# Task objective
Once the line holding "the rear taillight" is found in the listing below, write it out and each later line exactly, up to and including the one holding "the side window".

### Entries shown ###

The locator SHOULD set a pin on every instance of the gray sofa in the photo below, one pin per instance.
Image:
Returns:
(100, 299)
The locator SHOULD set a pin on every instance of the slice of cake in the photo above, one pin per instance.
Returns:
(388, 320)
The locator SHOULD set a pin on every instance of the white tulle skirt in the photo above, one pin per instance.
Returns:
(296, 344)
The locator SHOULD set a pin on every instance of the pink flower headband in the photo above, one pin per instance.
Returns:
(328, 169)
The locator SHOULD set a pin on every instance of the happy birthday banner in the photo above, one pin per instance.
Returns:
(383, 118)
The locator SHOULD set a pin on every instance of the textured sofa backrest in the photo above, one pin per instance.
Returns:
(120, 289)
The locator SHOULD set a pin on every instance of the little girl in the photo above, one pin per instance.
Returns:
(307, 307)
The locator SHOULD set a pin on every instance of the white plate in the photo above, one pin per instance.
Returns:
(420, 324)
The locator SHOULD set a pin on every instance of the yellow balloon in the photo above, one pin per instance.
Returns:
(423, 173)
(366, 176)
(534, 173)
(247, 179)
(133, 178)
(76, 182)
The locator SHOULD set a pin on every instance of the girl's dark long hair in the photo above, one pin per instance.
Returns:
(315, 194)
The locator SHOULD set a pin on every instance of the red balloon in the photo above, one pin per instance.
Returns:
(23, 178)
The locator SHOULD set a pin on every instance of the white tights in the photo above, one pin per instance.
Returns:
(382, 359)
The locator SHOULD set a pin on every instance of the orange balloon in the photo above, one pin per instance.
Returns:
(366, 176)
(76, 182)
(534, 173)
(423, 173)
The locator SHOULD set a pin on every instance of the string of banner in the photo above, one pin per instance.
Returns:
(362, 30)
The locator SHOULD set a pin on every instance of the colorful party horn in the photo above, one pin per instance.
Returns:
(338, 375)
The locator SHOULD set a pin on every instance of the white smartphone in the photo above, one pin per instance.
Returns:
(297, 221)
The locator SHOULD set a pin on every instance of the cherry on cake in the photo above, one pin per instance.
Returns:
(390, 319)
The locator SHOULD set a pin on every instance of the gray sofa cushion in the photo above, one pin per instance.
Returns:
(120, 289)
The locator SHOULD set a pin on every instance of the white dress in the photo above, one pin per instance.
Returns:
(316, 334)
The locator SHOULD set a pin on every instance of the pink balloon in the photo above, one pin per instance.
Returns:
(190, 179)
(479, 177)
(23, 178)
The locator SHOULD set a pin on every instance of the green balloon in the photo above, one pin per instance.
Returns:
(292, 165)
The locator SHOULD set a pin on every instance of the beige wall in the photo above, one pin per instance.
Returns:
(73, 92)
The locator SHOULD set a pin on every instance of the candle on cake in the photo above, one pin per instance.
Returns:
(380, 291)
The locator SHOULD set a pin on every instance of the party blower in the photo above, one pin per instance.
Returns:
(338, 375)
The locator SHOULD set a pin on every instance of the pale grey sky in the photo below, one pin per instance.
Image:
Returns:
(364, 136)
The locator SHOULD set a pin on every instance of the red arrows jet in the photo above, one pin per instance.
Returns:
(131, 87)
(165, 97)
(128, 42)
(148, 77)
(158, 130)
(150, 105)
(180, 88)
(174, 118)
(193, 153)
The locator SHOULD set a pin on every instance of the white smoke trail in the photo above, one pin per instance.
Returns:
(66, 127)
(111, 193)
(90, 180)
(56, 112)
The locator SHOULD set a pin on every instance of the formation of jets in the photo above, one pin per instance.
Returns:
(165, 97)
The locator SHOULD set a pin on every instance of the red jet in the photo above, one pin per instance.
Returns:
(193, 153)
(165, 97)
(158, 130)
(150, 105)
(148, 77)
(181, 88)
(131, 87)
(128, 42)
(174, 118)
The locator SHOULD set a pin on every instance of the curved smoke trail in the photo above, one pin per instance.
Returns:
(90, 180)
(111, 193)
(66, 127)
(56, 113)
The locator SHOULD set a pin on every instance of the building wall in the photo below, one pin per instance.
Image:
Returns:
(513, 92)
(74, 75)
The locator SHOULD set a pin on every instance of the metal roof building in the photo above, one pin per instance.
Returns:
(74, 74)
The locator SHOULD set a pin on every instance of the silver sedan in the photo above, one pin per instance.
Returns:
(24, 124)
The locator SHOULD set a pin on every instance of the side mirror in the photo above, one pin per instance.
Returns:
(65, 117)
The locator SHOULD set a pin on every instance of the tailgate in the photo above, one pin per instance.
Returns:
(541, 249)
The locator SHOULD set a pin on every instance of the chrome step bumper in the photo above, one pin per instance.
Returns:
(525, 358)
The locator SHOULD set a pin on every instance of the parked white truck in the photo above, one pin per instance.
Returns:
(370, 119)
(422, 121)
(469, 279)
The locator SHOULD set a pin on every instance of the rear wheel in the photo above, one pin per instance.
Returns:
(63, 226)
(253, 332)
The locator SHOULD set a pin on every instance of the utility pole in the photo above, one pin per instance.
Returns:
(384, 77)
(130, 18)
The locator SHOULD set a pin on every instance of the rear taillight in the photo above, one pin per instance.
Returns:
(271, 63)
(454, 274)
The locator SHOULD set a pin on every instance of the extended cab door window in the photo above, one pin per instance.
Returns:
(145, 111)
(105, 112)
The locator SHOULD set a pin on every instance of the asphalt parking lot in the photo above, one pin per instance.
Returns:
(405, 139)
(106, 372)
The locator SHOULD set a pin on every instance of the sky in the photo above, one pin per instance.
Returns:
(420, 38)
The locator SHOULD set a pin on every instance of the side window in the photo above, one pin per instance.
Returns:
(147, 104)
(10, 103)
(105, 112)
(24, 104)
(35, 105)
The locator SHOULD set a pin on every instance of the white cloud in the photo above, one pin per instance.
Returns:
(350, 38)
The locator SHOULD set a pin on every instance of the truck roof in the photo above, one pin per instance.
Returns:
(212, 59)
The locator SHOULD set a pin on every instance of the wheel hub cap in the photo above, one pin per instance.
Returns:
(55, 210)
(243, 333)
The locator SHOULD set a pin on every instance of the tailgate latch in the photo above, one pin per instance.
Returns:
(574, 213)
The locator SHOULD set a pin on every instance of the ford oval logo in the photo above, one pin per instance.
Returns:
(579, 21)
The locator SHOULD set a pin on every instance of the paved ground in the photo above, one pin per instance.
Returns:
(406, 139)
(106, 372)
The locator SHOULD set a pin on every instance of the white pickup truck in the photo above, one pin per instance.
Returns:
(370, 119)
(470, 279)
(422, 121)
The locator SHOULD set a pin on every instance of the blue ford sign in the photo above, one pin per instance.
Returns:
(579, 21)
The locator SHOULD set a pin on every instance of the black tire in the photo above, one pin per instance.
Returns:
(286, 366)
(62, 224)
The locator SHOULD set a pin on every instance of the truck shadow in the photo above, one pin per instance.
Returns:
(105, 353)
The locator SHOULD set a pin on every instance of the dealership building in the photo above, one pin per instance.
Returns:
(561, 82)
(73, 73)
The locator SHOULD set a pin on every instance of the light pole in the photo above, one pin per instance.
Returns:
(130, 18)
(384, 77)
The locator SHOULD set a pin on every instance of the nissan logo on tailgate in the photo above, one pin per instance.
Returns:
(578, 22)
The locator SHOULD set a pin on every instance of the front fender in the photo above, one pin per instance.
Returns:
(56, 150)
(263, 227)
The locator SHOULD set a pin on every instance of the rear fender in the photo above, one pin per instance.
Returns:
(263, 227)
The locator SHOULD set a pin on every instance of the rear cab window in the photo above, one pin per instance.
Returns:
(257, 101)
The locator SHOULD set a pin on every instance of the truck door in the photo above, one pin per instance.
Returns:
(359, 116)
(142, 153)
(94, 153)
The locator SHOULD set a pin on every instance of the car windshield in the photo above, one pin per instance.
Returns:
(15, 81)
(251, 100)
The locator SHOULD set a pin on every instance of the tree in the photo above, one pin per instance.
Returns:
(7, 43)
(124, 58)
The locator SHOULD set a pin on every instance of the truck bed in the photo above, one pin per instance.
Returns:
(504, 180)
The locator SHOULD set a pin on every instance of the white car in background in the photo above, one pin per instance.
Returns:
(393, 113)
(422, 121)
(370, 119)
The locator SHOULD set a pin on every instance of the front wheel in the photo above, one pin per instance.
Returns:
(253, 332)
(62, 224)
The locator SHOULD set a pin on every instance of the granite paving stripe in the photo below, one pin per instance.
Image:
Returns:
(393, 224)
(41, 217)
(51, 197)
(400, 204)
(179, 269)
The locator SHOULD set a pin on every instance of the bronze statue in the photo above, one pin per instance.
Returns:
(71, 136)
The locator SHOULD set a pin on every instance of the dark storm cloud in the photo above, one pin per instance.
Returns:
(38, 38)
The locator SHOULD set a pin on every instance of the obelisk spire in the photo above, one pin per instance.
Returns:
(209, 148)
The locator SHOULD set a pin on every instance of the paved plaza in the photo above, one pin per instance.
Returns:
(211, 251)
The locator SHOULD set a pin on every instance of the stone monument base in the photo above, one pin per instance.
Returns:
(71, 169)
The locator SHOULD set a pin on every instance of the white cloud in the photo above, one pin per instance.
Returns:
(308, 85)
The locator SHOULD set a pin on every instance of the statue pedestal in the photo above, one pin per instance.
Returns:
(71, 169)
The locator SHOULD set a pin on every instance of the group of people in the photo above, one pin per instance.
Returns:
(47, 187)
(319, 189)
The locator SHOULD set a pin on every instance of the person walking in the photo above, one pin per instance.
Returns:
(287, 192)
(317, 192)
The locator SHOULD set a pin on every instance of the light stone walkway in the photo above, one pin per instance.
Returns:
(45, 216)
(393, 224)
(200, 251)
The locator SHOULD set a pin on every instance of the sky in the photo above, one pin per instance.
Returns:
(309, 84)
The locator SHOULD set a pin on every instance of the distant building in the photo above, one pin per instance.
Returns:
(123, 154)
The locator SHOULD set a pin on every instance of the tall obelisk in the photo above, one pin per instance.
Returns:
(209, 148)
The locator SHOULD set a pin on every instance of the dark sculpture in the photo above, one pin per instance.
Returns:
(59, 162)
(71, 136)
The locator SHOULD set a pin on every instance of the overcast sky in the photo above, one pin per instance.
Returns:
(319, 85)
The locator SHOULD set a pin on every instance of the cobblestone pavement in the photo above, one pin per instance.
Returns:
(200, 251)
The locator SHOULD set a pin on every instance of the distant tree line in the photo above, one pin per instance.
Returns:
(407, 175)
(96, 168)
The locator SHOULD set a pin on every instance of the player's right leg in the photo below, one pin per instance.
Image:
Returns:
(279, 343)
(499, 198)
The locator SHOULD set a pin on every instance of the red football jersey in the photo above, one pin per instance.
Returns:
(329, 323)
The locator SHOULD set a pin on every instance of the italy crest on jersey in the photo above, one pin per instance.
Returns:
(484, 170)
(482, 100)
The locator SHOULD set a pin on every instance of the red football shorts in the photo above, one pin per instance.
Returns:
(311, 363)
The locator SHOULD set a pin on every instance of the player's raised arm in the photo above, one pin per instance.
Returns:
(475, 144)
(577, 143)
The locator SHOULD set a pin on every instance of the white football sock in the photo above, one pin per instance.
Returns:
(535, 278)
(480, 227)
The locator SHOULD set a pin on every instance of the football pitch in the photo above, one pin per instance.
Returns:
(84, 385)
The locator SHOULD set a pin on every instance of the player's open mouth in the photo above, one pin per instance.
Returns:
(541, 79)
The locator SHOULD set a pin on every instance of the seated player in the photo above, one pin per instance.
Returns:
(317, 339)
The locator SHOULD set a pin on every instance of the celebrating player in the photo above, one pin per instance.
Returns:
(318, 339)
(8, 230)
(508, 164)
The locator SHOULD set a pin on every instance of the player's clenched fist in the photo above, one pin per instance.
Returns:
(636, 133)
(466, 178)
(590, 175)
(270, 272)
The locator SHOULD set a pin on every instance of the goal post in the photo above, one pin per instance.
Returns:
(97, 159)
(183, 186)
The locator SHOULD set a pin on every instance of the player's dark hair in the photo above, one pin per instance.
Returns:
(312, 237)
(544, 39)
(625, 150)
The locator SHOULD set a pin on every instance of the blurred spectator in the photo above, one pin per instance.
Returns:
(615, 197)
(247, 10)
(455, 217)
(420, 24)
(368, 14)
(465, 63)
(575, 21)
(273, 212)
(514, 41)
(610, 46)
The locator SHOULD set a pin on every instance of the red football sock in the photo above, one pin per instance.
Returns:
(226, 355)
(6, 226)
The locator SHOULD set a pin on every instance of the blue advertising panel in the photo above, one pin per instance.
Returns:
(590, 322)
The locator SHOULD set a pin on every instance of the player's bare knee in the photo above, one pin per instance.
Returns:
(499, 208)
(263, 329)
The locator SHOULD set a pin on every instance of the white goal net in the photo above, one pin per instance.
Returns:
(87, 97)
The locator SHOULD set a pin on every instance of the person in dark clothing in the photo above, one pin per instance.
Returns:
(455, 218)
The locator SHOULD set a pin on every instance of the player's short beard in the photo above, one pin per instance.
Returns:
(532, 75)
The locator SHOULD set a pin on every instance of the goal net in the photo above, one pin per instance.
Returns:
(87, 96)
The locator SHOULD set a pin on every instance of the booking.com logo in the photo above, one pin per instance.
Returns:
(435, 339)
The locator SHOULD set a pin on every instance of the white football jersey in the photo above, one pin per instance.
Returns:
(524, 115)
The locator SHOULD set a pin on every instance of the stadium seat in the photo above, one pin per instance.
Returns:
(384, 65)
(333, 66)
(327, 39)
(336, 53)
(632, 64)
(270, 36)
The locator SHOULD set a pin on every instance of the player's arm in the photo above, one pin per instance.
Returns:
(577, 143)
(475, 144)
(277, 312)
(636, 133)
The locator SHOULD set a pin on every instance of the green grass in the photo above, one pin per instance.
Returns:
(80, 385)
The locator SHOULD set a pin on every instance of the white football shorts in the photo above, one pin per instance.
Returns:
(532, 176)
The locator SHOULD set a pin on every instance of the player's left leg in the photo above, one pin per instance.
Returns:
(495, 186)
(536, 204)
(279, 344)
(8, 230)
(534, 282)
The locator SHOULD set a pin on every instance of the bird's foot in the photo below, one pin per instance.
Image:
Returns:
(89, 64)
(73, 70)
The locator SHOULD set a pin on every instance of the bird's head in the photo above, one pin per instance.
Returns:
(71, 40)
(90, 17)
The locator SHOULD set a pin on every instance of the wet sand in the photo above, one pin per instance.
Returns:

###

# Answer to the exercise
The locator SHOULD set a pin on every instance of the rear taillight in the photo above, one pin per instance.
Returns:
(271, 63)
(454, 274)
The locator SHOULD set a pin on every instance of the extended cab door window in the photo above, one pin per instance.
Returns:
(145, 111)
(105, 112)
The locator SHOULD set a pin on every instance of the asphalt parking lot in the photo above, one pin per instance.
Returns:
(405, 139)
(106, 372)
The locator SHOULD set a pin on every instance of the sky in the photo above, one pin per instance.
Returns:
(420, 38)
The locator SHOULD set a pin on every instance of the side window in the photo above, one pin per instance.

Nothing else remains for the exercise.